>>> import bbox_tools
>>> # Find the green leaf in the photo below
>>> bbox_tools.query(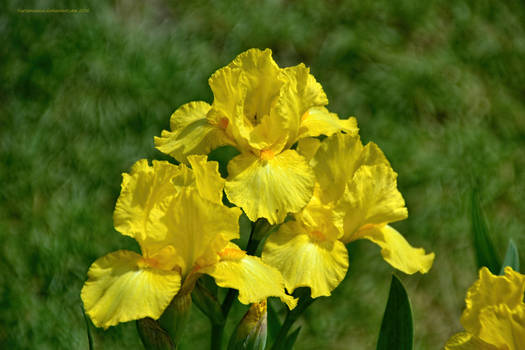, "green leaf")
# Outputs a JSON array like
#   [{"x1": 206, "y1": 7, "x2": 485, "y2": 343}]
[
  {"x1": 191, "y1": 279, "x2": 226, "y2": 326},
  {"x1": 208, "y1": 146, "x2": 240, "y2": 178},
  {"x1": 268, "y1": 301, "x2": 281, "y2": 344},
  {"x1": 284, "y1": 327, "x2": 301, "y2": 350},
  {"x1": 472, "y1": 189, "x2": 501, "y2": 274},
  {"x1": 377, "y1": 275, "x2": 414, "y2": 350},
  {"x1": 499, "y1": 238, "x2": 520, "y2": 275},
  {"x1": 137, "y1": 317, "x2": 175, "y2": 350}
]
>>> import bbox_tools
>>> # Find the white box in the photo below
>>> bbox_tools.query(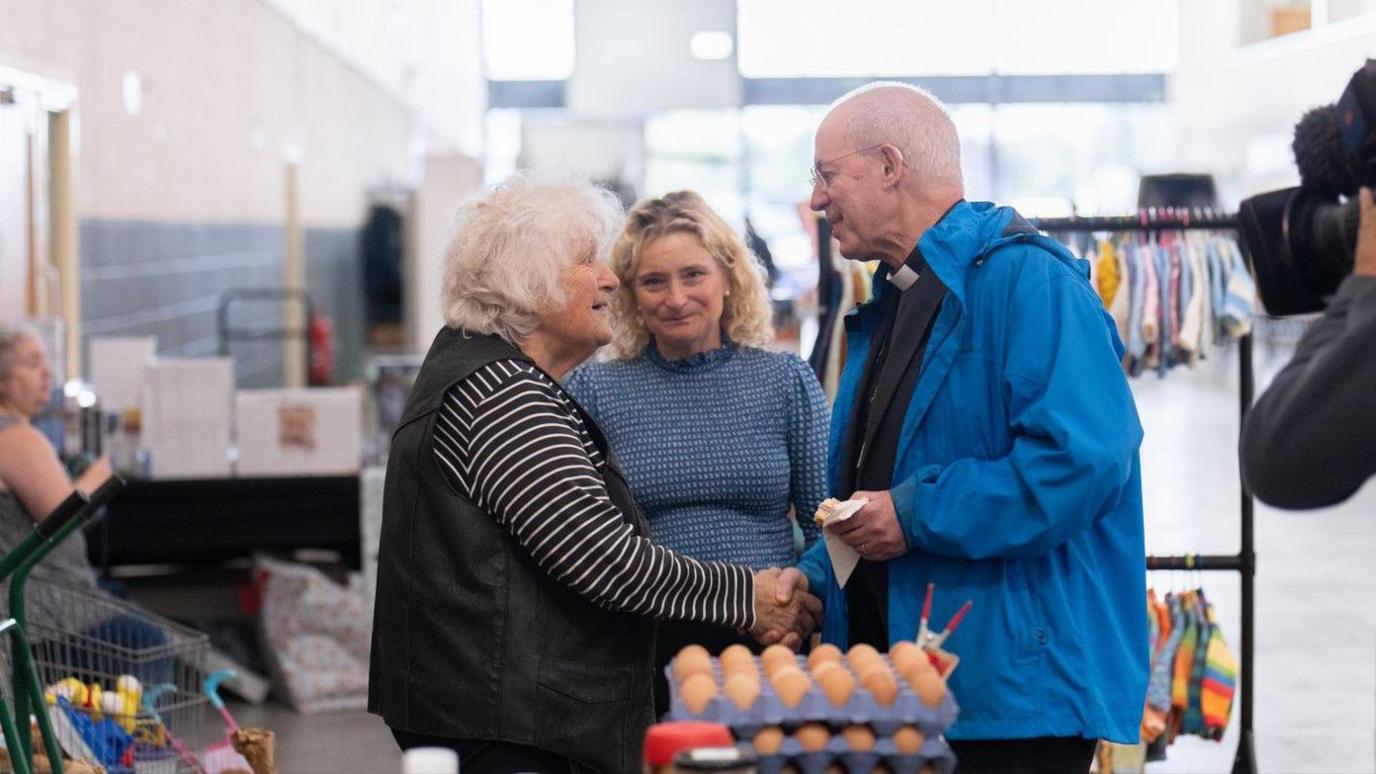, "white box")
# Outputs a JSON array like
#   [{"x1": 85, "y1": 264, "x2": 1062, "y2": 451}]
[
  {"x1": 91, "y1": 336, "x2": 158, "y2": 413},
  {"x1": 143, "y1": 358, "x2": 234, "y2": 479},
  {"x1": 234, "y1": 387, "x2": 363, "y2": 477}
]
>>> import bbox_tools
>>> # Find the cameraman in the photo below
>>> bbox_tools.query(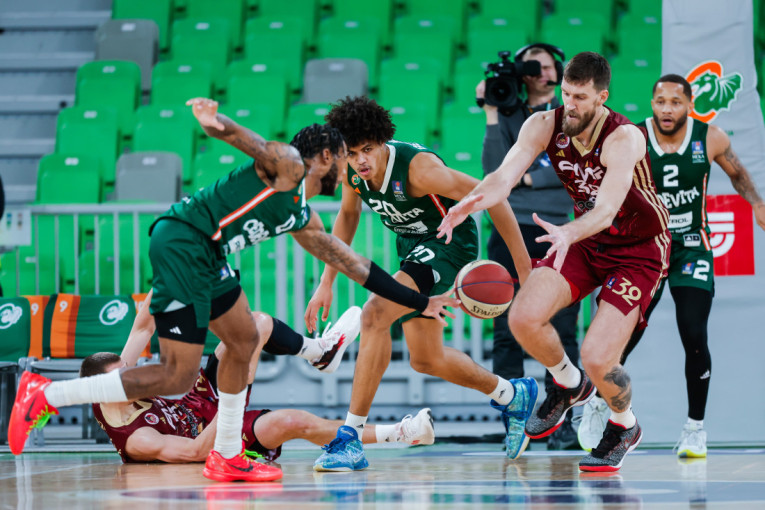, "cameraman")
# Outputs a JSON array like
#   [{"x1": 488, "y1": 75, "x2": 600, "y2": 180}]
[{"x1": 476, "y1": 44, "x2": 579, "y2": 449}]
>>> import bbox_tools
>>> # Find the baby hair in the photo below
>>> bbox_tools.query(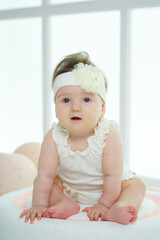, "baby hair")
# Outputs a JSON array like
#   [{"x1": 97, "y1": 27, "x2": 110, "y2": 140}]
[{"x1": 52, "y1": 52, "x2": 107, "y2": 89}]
◇ ◇ ◇ ◇ ◇
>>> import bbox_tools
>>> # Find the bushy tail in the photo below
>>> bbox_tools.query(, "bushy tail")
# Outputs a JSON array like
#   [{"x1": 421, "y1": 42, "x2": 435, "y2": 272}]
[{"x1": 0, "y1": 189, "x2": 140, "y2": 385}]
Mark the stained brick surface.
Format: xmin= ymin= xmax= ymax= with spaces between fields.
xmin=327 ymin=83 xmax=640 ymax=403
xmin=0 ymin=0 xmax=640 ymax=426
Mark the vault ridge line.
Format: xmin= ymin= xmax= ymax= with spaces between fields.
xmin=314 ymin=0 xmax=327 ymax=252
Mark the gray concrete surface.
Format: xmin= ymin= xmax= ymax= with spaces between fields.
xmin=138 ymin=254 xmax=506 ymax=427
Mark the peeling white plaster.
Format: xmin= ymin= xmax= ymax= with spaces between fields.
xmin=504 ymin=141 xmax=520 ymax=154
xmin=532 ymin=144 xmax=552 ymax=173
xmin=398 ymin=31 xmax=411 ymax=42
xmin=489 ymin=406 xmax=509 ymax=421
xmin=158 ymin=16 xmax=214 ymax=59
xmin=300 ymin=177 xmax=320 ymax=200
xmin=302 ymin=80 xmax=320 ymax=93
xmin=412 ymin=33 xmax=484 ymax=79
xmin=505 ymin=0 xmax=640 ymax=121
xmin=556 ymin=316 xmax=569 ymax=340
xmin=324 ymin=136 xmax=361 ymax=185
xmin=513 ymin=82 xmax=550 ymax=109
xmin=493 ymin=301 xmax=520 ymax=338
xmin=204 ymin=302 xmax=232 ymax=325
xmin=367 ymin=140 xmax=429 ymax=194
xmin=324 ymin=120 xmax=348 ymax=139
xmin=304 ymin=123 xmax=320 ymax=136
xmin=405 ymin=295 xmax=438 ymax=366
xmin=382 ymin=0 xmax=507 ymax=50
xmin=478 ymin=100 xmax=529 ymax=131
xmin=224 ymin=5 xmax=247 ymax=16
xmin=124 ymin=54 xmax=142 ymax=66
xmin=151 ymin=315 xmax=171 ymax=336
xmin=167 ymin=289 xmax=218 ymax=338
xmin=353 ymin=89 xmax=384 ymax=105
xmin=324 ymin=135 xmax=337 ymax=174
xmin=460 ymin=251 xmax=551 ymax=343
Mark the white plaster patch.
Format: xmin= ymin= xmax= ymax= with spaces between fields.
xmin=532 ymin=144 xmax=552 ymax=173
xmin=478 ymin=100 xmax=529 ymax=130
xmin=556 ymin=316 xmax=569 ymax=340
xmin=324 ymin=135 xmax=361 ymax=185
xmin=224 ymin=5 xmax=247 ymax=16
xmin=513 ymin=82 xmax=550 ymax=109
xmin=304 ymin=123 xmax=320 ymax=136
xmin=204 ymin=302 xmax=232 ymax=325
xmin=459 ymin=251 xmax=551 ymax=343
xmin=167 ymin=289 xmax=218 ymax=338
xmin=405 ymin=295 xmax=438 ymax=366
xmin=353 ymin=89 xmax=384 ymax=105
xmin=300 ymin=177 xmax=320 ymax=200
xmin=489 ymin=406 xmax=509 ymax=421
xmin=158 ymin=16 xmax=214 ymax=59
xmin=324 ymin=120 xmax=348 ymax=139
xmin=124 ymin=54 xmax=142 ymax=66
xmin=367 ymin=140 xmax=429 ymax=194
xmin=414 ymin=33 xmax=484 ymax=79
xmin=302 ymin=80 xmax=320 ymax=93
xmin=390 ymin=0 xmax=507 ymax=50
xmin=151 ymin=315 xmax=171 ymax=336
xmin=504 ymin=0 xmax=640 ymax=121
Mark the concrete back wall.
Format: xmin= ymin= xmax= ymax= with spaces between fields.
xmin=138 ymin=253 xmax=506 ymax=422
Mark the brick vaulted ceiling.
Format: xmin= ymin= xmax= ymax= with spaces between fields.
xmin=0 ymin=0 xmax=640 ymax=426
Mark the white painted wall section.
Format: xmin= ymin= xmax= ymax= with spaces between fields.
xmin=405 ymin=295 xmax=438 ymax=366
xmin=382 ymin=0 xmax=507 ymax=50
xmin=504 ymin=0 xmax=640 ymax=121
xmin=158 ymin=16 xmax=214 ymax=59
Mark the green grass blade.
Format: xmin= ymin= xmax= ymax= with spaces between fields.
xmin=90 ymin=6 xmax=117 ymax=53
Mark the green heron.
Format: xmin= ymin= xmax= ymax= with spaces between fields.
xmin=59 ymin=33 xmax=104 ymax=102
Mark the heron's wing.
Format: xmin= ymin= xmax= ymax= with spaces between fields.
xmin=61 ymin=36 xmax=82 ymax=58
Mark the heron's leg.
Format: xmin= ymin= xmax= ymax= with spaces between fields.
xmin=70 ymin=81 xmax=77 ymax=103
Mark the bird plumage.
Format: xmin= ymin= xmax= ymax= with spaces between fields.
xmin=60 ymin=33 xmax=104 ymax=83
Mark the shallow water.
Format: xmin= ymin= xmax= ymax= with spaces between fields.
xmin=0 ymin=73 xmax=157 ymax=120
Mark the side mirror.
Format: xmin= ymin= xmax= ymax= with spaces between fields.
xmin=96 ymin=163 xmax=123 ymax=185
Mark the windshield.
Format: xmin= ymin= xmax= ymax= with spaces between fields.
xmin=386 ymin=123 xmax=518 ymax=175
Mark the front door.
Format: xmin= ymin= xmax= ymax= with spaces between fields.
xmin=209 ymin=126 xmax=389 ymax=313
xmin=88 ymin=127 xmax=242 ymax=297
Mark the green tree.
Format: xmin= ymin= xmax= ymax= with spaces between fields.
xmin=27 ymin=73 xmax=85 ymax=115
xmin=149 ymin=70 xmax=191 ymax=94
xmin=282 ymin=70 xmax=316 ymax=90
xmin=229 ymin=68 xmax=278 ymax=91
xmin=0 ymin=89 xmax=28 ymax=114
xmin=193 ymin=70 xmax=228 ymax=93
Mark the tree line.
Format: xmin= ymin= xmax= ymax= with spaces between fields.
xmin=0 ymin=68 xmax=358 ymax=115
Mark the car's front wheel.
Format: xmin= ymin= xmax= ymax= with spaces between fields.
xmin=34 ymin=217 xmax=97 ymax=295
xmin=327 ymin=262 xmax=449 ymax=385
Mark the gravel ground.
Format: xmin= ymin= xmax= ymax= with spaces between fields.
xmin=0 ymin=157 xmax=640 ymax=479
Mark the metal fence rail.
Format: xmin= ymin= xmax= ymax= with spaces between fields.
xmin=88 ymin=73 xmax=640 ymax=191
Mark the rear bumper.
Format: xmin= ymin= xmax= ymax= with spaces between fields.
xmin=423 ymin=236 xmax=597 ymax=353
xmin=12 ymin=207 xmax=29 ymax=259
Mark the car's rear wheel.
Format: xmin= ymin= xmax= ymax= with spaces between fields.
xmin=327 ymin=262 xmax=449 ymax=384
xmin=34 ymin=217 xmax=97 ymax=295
◇ ◇ ◇ ◇ ◇
SHORT EXERCISE » Write out the rows above without changes, starting at the line that contains "Mark the windshield." and ending after the line that contains "xmin=88 ymin=127 xmax=242 ymax=297".

OUTPUT OF THE EXERCISE »
Mark the windshield.
Format: xmin= ymin= xmax= ymax= with spaces between fields.
xmin=386 ymin=123 xmax=518 ymax=175
Mark the front door.
Format: xmin= ymin= xmax= ymax= with spaces between fields.
xmin=209 ymin=126 xmax=389 ymax=313
xmin=88 ymin=127 xmax=242 ymax=297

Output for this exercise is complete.